Problèmes et exercices.
a – D'après le texte sur la vendetta en Albanie, quelle peine encourt l'auteur d'un homicide commis à titre de vengeance ?
b – Recopiez le passage du texte sur la vendetta en Albanie depuis « Il ressort encore » jusqu'à « de l’ordre public. » inclus.

===== Extrait du texte =====

A cela s’ajoute que depuis des changements législatifs intervenus en 2008 et en 2012, le code pénal albanais interdit strictement tout acte lié à une dette de sang, alors que la sanction encourue pour un homicide à titre de vengeance est une peine d’emprisonnement de 25 ans ou à vie et que celle pour une menace sérieuse de vengeance, est une amende ou peine de prison pouvant aller jusqu’à trois ans. Si la pénalisation des actes de vengeance ne permet certes pas d’éradiquer complètement le phénomène de la pratique du Kanun, il s’agit là néanmoins d’une étape fondamentale en ce sens et qui démontre la détermination des autorités albanaises à lutter effectivement contre cette pratique.

Il ressort encore de la décision ministérielle que suite à une loi adoptée en 2007, les autorités de police albanaises ont fait l’objet d’une réorganisation et que depuis lors la police est organisée centralement et localement et qu’elle dispose d’une direction générale chargée notamment de superviser l’exécution des fonctions et des tâches policières par les directions régionales de la police et de coordonner la mise en œuvre de stratégies pour la prévention et la réduction du crime et le maintien de l’ordre public.

Le tribunal est en tout état de cause amené à retenir qu’alors même que le système judiciaire et policier en Albanie ne rencontre pas nécessairement l’intégralité des standards européens, il n’est certainement pas déficient au point qu’une partie puisse raisonnablement renoncer à le saisir au motif qu’il n’y a aucune chance de voir un résultat positif.

Au vu de ce qui précède, et dans la mesure où il ressort plus particulièrement des explications de l’Etat dans la décision ministérielle déférée que l’Albanie peut se prévaloir d’un système judiciaire et policier, en ce compris dans le contexte d’affaires de vengeance, et qu’il ne ressort pas des pièces à disposition du tribunal que les personnes victimes de vendetta ne pourraient pas avoir accès à une protection étatique, le tribunal est amené à retenir que les éléments soumis par la demanderesse ne sont a priori pas de nature à établir l’inexistence en Albanie d’un système de recours efficace contre les violations des droits de l’Homme et des libertés fondamentales en général, ni contre l’application du Kanun en particulier, qui serait de nature à énerver son statut de « pays d’origine sûr » au sens de l’article 21 (1) de la loi du 5 mai 2006.

===== Extraits du matériel =====

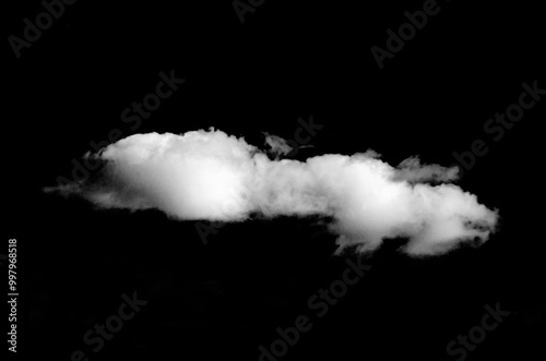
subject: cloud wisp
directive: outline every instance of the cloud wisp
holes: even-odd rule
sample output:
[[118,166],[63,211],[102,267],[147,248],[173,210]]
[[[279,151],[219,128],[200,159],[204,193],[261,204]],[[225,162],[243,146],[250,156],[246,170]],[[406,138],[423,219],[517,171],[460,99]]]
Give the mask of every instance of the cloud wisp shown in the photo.
[[[268,137],[286,153],[278,137]],[[104,208],[156,208],[180,220],[245,221],[252,215],[324,216],[339,236],[337,252],[377,249],[407,238],[411,255],[480,244],[495,232],[498,210],[452,184],[458,168],[411,157],[392,167],[373,151],[270,159],[242,137],[219,130],[134,134],[86,157],[99,175],[45,189],[76,194]]]

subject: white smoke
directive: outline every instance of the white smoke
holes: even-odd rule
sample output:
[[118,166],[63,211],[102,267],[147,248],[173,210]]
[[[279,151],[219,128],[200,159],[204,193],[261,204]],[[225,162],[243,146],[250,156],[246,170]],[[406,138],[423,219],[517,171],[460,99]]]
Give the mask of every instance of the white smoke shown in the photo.
[[[286,151],[282,139],[270,140]],[[87,156],[106,161],[98,180],[46,191],[80,194],[106,208],[157,208],[183,220],[323,215],[334,219],[339,251],[372,251],[404,237],[408,254],[444,253],[464,241],[485,242],[498,219],[475,195],[446,183],[456,179],[456,167],[420,165],[415,157],[397,167],[372,151],[271,160],[213,129],[135,134]]]

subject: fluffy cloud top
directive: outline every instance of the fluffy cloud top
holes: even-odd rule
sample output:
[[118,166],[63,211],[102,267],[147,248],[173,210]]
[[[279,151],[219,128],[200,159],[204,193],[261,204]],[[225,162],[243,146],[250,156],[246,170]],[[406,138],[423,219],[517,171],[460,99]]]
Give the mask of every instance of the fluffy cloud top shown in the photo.
[[[268,140],[286,153],[284,140]],[[415,157],[397,167],[372,151],[271,160],[215,130],[135,134],[87,156],[106,161],[97,179],[47,191],[80,194],[106,208],[157,208],[181,220],[324,215],[334,219],[340,251],[371,251],[387,238],[405,237],[410,254],[443,253],[486,241],[498,219],[497,210],[448,183],[456,168]]]

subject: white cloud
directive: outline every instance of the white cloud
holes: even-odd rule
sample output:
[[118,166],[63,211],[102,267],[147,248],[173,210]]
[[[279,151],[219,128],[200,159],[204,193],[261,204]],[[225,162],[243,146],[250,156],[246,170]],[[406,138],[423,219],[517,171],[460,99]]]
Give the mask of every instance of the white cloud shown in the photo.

=====

Corrigés complets.
a – Une peine d'emprisonnement de 25 ans ou à vie.

b –
Il ressort encore de la décision ministérielle que suite à une loi adoptée en 2007, les autorités de police albanaises ont fait l’objet d’une réorganisation et que depuis lors la police est organisée centralement et localement et qu’elle dispose d’une direction générale chargée notamment de superviser l’exécution des fonctions et des tâches policières par les directions régionales de la police et de coordonner la mise en œuvre de stratégies pour la prévention et la réduction du crime et le maintien de l’ordre public.